## REQUIREMENT
Write the entries out again exactly as they stand, but without the pictures.

*****

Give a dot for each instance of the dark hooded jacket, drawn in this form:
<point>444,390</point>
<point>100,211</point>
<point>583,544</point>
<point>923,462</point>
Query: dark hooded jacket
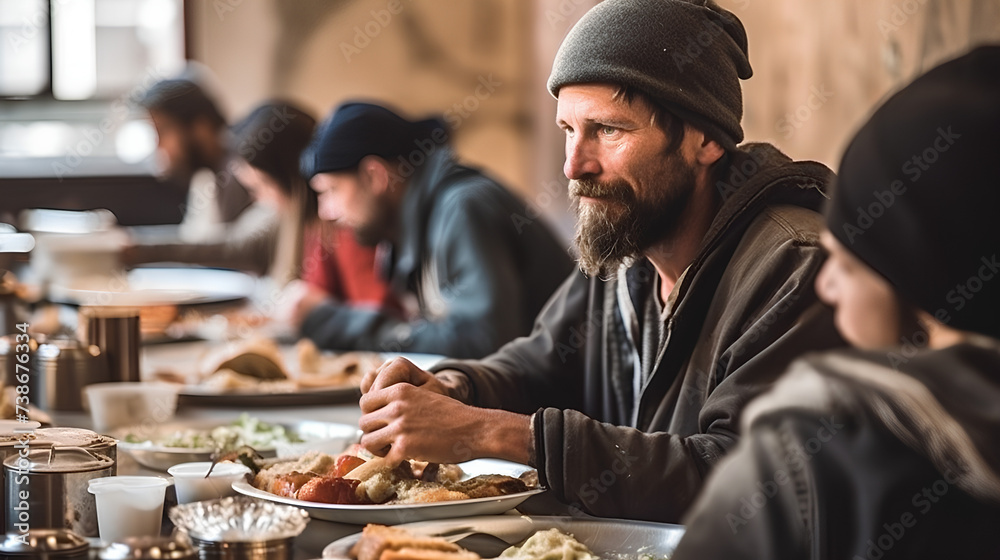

*****

## ANSWER FOR THIS EXERCISE
Give a dot for each instance of the dark hooded jacket, drawn in this form:
<point>444,390</point>
<point>100,211</point>
<point>583,544</point>
<point>923,462</point>
Query: dark hooded jacket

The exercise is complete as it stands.